▸ Stored items:
#####
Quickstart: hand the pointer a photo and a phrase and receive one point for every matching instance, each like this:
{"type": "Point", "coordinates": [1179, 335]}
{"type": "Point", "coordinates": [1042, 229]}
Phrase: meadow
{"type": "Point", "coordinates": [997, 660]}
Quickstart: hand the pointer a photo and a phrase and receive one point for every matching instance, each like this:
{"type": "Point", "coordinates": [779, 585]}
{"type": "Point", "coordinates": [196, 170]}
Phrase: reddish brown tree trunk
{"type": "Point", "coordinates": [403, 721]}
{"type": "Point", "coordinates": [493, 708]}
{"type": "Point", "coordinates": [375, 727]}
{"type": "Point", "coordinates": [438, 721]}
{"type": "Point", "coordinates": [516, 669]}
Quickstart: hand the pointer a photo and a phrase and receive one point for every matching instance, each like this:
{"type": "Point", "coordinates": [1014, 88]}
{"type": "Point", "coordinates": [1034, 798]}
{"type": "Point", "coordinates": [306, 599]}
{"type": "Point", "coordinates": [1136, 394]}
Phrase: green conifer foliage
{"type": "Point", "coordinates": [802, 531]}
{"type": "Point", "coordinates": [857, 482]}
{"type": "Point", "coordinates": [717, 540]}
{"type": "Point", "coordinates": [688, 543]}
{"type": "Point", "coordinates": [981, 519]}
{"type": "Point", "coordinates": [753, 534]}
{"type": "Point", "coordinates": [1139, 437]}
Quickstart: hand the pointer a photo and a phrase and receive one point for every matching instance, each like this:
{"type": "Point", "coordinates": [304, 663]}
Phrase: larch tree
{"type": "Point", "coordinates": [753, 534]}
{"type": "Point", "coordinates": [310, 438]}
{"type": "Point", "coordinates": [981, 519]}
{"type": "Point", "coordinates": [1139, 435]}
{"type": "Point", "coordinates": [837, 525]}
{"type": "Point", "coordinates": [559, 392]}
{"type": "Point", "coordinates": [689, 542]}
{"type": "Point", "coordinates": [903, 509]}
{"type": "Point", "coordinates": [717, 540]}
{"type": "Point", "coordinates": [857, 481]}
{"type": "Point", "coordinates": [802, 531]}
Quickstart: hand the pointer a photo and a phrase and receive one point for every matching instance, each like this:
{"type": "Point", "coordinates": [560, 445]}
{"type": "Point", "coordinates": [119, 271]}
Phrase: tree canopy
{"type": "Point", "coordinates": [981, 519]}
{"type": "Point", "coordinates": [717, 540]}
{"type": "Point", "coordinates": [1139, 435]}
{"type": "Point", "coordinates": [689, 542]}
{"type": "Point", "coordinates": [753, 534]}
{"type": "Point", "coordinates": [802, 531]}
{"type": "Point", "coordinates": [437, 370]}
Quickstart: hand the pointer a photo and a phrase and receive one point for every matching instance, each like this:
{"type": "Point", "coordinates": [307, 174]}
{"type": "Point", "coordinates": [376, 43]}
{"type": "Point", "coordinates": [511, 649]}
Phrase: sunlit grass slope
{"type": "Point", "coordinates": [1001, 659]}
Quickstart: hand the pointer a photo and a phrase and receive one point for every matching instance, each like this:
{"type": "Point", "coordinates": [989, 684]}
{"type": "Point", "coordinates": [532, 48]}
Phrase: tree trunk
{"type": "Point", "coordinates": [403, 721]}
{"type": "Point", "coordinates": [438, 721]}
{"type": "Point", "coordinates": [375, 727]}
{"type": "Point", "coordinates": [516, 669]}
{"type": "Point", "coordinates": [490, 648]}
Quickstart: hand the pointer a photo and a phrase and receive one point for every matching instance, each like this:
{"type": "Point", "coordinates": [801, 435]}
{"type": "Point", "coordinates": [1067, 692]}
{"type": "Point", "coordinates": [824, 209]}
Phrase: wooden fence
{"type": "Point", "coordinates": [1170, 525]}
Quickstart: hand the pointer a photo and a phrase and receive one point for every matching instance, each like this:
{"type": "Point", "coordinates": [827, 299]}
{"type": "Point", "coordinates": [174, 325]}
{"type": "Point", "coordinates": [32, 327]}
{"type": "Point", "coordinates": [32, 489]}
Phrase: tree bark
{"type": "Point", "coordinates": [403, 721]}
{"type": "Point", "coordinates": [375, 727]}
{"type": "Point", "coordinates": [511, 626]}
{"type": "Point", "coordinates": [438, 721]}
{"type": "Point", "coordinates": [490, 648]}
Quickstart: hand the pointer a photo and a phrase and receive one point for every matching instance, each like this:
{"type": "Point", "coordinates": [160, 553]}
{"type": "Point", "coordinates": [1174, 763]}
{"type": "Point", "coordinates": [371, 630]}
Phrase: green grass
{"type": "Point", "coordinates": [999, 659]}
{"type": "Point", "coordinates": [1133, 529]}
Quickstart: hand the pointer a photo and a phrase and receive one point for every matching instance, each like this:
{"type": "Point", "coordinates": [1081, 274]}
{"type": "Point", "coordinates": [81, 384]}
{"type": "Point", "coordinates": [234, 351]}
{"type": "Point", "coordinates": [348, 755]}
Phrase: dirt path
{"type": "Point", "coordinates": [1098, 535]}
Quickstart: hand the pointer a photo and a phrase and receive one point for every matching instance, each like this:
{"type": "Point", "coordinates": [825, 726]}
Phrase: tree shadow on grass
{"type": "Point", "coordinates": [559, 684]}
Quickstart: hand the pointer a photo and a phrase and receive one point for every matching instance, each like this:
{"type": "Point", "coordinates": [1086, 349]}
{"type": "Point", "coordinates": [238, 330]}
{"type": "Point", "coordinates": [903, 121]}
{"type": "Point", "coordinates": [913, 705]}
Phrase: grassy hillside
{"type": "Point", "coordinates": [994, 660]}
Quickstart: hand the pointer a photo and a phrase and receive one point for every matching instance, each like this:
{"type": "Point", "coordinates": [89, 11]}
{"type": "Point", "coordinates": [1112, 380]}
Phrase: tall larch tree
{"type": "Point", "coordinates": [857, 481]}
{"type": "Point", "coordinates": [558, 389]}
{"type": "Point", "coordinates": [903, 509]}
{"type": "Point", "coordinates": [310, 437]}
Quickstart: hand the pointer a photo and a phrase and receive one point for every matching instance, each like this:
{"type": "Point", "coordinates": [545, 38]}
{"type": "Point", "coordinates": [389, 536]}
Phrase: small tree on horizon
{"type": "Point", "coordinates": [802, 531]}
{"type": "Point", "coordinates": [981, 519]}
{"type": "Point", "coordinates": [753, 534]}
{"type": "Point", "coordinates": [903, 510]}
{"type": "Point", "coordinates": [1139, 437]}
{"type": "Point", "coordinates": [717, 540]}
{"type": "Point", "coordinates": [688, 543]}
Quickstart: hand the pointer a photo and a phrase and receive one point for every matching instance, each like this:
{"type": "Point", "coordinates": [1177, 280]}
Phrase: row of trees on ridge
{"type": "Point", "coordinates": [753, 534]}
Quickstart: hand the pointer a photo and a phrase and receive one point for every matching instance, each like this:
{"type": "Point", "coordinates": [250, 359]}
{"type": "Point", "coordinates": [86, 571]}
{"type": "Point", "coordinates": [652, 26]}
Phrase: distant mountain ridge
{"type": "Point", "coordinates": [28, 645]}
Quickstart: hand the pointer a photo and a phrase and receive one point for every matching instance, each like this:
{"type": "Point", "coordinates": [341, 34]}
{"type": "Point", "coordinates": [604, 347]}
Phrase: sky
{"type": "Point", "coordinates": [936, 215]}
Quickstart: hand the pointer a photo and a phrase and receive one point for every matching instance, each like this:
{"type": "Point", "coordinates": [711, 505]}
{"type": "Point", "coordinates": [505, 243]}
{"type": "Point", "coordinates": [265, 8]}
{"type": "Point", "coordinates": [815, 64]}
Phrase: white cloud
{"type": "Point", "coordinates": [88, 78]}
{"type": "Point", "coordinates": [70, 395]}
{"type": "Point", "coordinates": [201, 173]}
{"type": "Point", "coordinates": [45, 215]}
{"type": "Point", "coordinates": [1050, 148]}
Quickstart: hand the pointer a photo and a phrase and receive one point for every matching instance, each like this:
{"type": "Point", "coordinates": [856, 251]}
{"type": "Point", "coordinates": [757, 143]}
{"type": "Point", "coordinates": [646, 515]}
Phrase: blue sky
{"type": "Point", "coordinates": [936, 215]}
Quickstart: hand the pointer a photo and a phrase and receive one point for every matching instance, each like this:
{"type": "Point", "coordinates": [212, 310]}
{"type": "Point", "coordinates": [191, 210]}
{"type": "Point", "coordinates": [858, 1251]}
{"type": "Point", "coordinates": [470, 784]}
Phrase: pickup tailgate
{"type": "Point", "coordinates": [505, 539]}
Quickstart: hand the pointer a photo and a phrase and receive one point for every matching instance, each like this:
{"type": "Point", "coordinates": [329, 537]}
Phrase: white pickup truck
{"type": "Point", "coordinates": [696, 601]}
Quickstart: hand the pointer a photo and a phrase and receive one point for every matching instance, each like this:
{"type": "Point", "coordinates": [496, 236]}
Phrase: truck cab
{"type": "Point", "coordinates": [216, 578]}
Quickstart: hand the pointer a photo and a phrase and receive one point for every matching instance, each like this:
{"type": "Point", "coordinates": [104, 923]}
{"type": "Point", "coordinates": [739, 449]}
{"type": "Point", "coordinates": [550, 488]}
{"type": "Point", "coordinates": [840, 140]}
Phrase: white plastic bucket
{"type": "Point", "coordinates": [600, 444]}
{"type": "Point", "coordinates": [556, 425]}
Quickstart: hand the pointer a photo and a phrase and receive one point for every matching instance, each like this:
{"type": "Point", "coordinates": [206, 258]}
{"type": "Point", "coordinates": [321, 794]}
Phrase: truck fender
#####
▸ GOAL OF THE EXERCISE: Identify every line in the data above that contains the string "ridge" and copy each of those lines.

▸ WRITTEN SOLUTION:
Phrase: row of trees on ridge
Phrase: distant mountain ridge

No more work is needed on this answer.